Task to complete ▸
Copy out the entries below word for word, starting at the line with "Practice step: find the car number" and continuing to the last line of the entries, both ends included.

Location identification entries ▸
════════
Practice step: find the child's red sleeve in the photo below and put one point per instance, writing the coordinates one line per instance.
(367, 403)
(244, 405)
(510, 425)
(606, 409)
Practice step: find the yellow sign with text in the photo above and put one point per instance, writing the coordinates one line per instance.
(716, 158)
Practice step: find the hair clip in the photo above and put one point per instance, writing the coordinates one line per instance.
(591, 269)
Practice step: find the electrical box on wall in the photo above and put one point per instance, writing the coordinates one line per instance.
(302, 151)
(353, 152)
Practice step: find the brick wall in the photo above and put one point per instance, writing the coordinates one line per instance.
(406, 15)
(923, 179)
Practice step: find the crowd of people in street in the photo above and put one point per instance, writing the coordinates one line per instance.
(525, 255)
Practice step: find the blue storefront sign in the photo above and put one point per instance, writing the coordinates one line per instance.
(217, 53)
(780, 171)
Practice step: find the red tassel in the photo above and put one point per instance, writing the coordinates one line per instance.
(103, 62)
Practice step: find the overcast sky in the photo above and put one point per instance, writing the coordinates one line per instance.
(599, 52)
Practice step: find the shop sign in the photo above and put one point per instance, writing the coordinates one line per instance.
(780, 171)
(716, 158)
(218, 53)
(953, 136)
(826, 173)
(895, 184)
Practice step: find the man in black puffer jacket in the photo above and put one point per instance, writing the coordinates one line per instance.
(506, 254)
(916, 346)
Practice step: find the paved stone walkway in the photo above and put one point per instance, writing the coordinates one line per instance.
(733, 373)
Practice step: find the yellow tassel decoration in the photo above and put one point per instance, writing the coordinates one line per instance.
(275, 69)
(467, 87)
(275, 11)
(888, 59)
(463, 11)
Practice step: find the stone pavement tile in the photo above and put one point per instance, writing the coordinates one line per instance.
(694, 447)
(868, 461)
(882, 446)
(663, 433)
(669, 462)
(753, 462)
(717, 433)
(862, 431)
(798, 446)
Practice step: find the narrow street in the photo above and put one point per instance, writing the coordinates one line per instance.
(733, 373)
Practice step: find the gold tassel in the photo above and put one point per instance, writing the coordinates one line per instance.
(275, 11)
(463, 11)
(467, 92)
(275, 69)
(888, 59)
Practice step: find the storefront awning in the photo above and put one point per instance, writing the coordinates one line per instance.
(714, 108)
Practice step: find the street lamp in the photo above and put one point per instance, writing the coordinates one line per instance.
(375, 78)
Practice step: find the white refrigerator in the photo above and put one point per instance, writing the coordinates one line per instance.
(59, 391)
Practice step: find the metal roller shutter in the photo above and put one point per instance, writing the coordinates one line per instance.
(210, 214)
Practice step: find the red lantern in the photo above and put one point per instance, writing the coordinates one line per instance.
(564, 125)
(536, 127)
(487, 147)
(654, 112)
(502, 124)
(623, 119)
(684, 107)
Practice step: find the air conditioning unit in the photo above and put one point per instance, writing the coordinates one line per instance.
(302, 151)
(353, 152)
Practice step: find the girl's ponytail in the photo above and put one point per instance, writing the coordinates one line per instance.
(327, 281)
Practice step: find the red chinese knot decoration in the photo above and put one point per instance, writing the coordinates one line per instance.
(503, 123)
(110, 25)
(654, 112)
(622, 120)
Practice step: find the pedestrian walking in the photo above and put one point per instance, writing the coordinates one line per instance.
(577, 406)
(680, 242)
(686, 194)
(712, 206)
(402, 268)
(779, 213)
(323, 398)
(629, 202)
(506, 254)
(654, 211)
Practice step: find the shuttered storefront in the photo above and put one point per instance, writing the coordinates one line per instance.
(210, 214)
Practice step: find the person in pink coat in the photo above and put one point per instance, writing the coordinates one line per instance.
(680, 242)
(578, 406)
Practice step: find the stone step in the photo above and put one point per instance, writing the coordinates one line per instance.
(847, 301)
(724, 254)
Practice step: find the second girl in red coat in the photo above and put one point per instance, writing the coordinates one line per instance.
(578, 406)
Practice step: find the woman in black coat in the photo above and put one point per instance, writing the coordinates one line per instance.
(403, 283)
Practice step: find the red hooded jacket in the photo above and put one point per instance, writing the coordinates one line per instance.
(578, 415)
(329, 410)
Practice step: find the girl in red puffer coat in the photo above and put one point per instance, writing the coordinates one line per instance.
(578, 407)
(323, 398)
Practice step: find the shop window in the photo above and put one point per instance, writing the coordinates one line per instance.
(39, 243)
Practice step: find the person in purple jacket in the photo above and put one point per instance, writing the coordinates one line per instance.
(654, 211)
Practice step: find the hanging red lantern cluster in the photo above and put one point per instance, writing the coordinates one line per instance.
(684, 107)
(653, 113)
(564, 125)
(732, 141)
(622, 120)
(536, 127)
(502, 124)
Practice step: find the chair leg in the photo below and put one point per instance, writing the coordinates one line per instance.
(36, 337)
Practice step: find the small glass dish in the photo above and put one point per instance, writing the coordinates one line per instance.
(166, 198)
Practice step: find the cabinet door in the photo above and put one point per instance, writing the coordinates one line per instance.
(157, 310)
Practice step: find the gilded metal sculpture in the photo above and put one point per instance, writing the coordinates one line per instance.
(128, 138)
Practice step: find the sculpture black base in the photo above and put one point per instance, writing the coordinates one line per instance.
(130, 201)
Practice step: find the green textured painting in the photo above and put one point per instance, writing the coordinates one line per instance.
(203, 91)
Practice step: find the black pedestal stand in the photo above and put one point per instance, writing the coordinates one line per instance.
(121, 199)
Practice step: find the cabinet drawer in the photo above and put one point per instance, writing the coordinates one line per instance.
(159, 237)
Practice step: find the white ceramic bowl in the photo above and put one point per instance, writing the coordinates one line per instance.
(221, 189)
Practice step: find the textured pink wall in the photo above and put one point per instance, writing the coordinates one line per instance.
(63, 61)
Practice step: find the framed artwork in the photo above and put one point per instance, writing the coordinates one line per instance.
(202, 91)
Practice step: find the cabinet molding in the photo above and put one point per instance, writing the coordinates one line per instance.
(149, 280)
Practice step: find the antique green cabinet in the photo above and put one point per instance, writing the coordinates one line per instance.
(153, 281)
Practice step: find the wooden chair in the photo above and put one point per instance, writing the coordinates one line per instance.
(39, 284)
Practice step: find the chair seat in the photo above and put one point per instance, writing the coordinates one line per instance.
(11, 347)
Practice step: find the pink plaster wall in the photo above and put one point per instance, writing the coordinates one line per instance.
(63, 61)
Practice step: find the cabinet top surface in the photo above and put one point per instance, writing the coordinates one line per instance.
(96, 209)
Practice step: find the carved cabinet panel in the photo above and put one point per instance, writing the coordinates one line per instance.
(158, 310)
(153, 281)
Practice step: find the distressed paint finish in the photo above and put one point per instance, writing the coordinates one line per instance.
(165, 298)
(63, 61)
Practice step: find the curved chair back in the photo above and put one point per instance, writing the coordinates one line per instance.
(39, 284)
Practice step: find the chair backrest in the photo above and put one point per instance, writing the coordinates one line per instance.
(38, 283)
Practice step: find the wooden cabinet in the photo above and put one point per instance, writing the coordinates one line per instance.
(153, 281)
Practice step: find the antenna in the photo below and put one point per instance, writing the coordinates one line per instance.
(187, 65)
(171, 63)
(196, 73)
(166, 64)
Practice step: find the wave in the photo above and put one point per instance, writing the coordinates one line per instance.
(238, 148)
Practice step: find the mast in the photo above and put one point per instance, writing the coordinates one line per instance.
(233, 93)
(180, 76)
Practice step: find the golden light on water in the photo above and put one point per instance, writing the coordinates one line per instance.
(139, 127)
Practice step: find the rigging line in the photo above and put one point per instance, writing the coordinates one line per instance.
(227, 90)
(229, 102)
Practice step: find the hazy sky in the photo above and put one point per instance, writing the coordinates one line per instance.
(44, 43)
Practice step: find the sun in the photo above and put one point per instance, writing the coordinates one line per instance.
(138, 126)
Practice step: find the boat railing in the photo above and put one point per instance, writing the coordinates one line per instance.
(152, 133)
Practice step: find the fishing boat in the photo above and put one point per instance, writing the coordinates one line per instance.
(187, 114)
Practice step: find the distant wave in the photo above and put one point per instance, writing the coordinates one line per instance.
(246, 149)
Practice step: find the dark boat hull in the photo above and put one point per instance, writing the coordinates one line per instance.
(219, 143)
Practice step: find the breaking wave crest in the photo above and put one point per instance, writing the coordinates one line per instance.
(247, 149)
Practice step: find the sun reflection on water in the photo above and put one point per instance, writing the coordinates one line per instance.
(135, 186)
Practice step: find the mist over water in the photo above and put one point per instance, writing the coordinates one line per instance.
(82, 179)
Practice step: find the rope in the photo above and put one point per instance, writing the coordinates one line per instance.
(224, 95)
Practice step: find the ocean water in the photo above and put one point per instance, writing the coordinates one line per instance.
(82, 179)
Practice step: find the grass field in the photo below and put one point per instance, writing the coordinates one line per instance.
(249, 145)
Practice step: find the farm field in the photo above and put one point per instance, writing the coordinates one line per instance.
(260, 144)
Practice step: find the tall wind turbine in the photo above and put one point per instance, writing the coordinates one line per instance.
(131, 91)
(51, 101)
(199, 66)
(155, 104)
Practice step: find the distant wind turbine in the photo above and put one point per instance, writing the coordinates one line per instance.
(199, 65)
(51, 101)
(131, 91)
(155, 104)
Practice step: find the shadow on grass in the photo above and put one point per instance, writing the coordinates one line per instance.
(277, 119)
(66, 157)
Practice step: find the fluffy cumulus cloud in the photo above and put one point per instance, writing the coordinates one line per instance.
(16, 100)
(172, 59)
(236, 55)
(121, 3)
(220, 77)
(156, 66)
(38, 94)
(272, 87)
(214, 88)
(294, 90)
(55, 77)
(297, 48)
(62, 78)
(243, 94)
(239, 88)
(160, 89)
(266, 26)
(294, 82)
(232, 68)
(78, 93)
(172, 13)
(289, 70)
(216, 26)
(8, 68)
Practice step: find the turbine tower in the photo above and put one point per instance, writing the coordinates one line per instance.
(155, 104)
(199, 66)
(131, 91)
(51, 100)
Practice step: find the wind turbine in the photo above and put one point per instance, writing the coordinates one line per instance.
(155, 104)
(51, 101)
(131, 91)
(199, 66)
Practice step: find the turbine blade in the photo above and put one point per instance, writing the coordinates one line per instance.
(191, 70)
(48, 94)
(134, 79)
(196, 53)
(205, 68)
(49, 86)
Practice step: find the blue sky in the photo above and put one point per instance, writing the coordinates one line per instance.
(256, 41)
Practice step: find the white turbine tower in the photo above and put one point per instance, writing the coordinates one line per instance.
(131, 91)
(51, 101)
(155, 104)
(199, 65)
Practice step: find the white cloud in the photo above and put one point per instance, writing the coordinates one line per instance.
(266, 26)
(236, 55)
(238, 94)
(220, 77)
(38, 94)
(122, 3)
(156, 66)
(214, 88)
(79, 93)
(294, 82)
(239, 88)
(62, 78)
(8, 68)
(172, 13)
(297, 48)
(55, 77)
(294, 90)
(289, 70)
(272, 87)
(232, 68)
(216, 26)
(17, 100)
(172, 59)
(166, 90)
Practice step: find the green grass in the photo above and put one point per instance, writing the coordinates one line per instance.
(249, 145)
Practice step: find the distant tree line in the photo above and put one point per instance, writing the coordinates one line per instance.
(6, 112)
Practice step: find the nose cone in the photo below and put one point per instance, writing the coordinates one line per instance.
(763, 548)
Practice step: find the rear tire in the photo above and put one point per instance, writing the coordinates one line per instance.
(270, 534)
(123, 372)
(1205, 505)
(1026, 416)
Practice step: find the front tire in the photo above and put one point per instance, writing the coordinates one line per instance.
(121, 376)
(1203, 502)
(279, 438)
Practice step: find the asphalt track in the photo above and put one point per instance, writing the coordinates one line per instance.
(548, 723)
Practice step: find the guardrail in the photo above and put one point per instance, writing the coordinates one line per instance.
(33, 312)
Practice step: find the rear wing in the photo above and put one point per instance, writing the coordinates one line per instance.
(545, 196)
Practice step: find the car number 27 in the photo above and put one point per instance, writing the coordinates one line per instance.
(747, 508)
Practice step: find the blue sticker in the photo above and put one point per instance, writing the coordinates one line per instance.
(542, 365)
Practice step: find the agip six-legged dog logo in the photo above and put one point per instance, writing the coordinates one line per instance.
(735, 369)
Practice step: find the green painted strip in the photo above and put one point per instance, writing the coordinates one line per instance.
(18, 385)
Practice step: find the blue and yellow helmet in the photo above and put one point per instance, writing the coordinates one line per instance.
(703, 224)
════════
Written reply ▸
Practice step: find the car number 27 in the photo above and put one point per instance, writing the coordinates one line per instance.
(747, 508)
Practice step: find the blue sticker in the photo above and put one point per instance, writing the coordinates one line per instance.
(542, 365)
Practice step: find the agip six-legged dog logo in the photo above and put one point per instance, writing the coordinates one line per instance.
(735, 369)
Practice step: find the green painted strip in the photo above and put one point per instance, writing the coordinates one line per instance.
(18, 385)
Practice step: find the blue and yellow helmet in the photo above and put one point per instance, writing the coordinates one line per instance.
(703, 224)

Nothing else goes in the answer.